### [Directions for this task]
Every entry must be given again exactly.

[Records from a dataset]
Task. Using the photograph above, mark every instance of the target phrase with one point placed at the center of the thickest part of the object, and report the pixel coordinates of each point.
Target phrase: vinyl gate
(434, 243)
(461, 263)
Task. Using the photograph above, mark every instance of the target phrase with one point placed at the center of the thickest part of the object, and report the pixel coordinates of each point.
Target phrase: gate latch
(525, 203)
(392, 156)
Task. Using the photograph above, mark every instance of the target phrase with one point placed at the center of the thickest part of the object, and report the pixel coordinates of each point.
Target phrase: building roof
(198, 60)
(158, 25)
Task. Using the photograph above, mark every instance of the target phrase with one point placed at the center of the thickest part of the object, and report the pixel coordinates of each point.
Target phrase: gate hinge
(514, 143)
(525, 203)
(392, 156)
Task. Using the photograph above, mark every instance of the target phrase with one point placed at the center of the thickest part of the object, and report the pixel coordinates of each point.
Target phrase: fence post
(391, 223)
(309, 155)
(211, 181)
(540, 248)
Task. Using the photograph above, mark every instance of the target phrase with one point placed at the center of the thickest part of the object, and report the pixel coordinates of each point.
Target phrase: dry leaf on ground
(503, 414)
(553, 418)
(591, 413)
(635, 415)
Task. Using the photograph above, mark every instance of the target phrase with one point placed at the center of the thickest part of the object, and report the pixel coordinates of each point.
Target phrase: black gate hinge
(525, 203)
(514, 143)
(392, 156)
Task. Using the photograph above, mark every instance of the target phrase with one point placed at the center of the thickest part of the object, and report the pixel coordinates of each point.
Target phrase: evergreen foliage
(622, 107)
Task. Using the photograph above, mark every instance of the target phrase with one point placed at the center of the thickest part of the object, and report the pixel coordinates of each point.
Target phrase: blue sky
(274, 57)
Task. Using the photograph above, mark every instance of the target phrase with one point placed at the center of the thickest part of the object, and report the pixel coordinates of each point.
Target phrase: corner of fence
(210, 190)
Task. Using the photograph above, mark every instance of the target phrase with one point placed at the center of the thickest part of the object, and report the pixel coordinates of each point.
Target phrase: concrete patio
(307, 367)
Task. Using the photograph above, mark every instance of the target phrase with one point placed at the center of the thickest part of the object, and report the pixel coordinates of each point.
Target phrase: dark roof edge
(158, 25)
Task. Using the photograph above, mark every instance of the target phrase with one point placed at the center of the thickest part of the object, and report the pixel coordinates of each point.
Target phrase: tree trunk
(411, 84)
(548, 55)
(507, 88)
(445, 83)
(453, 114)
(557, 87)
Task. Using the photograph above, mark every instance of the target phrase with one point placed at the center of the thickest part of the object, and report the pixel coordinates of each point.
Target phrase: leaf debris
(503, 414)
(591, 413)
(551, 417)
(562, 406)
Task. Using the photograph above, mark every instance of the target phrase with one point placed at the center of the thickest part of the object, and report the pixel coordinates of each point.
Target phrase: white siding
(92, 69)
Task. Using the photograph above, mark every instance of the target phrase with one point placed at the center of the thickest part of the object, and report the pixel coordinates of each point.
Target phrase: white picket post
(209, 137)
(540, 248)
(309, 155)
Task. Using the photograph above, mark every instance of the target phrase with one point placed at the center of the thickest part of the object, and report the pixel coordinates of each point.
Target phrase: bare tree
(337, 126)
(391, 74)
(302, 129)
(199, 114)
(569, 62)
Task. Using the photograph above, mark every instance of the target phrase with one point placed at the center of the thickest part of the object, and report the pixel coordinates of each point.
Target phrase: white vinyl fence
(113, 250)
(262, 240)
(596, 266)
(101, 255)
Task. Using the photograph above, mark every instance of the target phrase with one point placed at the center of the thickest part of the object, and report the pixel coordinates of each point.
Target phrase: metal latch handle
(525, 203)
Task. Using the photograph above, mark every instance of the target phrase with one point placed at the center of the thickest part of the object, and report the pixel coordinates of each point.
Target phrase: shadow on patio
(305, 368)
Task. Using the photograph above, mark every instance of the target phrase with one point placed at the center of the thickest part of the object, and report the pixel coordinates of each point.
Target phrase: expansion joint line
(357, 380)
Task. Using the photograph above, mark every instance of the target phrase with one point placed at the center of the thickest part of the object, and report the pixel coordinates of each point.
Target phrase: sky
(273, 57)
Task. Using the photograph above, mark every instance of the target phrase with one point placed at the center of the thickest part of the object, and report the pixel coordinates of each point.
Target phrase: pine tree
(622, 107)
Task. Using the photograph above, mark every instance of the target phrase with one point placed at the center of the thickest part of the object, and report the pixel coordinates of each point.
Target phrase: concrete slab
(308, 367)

### [Worked solution]
Task. Using the photograph above, mark every instance of the target phrase with one point placed at the center of the thickest part of the object, and report the pixel coordinates of each point.
Target phrase: vinyl gate
(434, 243)
(461, 263)
Task. Using the photograph above, mark every instance of the target phrase with one point placed at the center of the thickest part of the object, and report the pixel coordinates of each point.
Target phrase: gate latch
(525, 203)
(392, 156)
Task. Using the photograph above, mark every instance of the target phrase with one point placed at the center of the thickest part of the object, and report the pixel coordinates of each point.
Target phrase: building roof
(198, 60)
(158, 25)
Task. Using the photograph above, mark every instance of the target phrase with one point placed at the center of the thickest part of the object, and report the pixel coordinates of each point.
Target phrase: gate hinge
(514, 143)
(525, 203)
(392, 156)
Task. Using the photograph above, mark every instance of the target phrase with one point placed at the center of the thickest part of the object, and report the pixel coordinates of each point.
Target phrase: fence post
(391, 223)
(309, 155)
(211, 181)
(540, 248)
Task. Using the photograph above, mark every instance of the target phrase with one point placed at the center of the thickest part of the object, and report the pixel coordinates of each point.
Target phrase: dry leaf on ground
(503, 414)
(553, 418)
(591, 413)
(635, 415)
Task. Using the photograph above, mark every instance of the target phrase with one point placed at the center of the thickest part of the object, and report the pixel coordinates of each point.
Target phrase: black gate hinge
(525, 203)
(514, 143)
(392, 156)
Task. Using the photograph above, mark every instance of the target phrase with one point placed at the center of the thickest part of the object, and report the pixel coordinates of each point.
Target phrase: evergreen foliage
(622, 107)
Task. Using the photograph above, mark every instance of the target phrase with one point placed at the center of the thickest part of the object, and report the pixel coordinates of each point.
Target phrase: blue sky
(274, 57)
Task. Using the photograph above, mark every instance of the target phrase with one point placed at the center of the thickest part of the object, and report the pixel coordinates of each point.
Target phrase: corner of fence
(210, 190)
Task. Using the photograph above, mark every instance of the target phrase with one point placed at the center of the thickest part of the object, and report the pixel coordinates of each point.
Target phrase: concrete patio
(307, 367)
Task. Using the photograph above, mark every instance of the target phrase with one point placed at the center of the thickest part of the object, and report the pixel coordinates of each point.
Target phrase: dark roof edge
(158, 25)
Task. Using the photograph above, mark every instance of the target phrase with one point placed at the center of the thickest part of the object, and report the pixel coordinates of each point.
Target phrase: tree trunk
(411, 84)
(548, 55)
(507, 88)
(445, 83)
(453, 114)
(557, 87)
Task. Using the photograph above, mark every instance of the target phrase with one point placed at the center of the thickest part of the object, and report the pixel coordinates of each point.
Target phrase: leaf debris
(503, 414)
(591, 413)
(551, 417)
(562, 406)
Task. Using the photograph above, mark every instance of the target phrase with one point placed at the center of the thickest part of the object, and report the pixel coordinates of each point.
Target phrase: white siding
(92, 69)
Task. Using the photograph above, mark every instance of the target phrase with one point placed at the center of the thickest part of the object, and report the pixel coordinates of each point.
Target phrase: white picket post
(209, 137)
(540, 248)
(309, 155)
Task. Using the photograph above, mark every instance of the target phrase with one point placed at the center of the thickest part of the object, and report the pixel coordinates of each point.
Target phrase: bare tree
(337, 126)
(391, 74)
(302, 129)
(199, 114)
(569, 62)
Task. Using the photograph above, mark every instance of the target phrase with one point placed at the center of the thickest part of the object, and report the pixel coordinates of each point.
Target phrase: white vinyl fence
(113, 250)
(262, 240)
(596, 266)
(101, 255)
Task. Using the photograph above, mark every instance of the target phrase with one point placed at the center of the thickest part of the object, and report the pixel coordinates of each point.
Target phrase: metal latch handle
(525, 203)
Task. Using the photograph above, mark every instance of the target phrase with one point placed at the center of the thickest part of the object, and report the pixel coordinates of each point.
Target phrase: shadow on patio
(305, 368)
Task. Using the photograph above, mark every instance of the target phrase with one point placed at the center of the thickest part of the object, and report the pixel coordinates of each point.
Target phrase: expansion joint line
(357, 380)
Task. Using the photograph above, mark every instance of the target phrase with one point placed at the center of the thickest part of the object, and report the pixel coordinates of each point.
Target phrase: sky
(273, 57)
Task. Using the photograph above, mark every instance of the target phrase with one point placed at the center of the thickest part of the object, and report the pixel coordinates of each point.
Target phrase: pine tree
(622, 107)
Task. Using the photograph above, mark every instance of the target phrase with one point placed at the center of the thickest part of the object, and report the pixel coordinates of each point.
Target phrase: concrete slab
(308, 367)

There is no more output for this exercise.